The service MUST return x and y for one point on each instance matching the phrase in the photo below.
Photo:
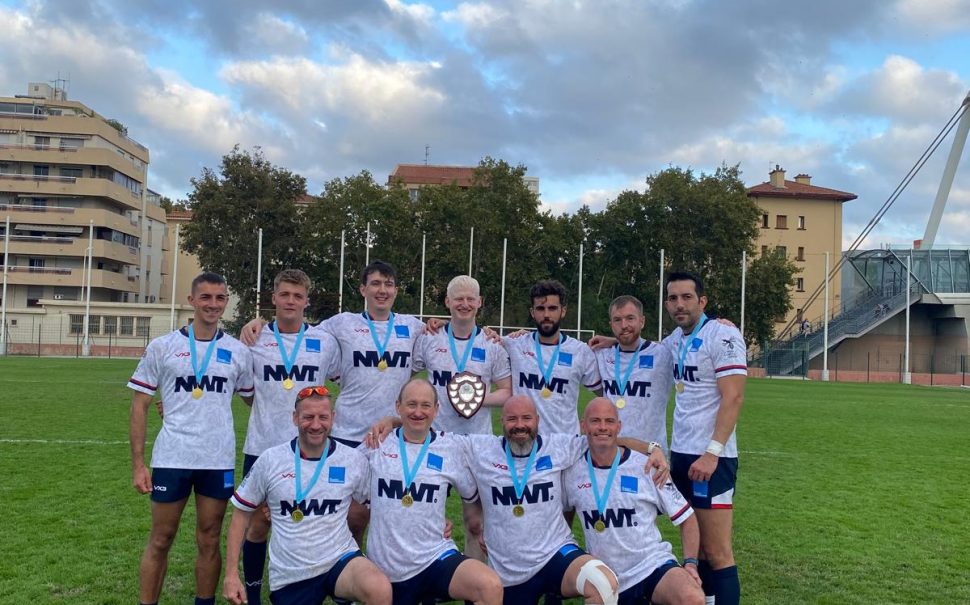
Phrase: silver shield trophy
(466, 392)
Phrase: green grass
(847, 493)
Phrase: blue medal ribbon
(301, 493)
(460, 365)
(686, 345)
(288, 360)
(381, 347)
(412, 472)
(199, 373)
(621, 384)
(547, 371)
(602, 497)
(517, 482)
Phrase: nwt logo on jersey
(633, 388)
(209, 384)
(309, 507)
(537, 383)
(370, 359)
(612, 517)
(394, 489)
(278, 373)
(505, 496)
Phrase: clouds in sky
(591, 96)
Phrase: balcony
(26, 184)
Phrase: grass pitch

+===+

■ What this task involves ■
Convert the lines above into a Markdown table with the columns Number and Line, giving each line its own numbered row. Omit blank lines and leave the pictures out.

■ Exercise answer ■
| Number | Line |
|---|---|
| 1 | The service MUST return x and y for one point on each instance matching the phrase in the photo below. |
| 2 | Photo: |
| 3 | Phrase: silver shield trophy |
| 4 | (466, 392) |
| 5 | Phrase: green grass |
| 6 | (847, 493) |
| 7 | Phrase: blue medal ribbon |
| 8 | (301, 493) |
| 9 | (460, 365) |
| 10 | (686, 345) |
| 11 | (288, 360) |
| 12 | (381, 347) |
| 13 | (412, 472) |
| 14 | (199, 373) |
| 15 | (621, 384) |
| 16 | (547, 371) |
| 17 | (602, 497) |
| 18 | (517, 482) |
| 19 | Phrase: nwt logo on jersey |
| 20 | (633, 388) |
| 21 | (209, 384) |
| 22 | (309, 507) |
| 23 | (537, 383) |
| 24 | (370, 359) |
| 25 | (612, 517) |
| 26 | (394, 489) |
| 27 | (278, 373) |
| 28 | (505, 496) |
| 29 | Phrase: clouds in sky |
| 30 | (591, 96) |
| 31 | Phrase: balcony |
| 32 | (26, 184) |
| 33 | Phrase: grass pitch |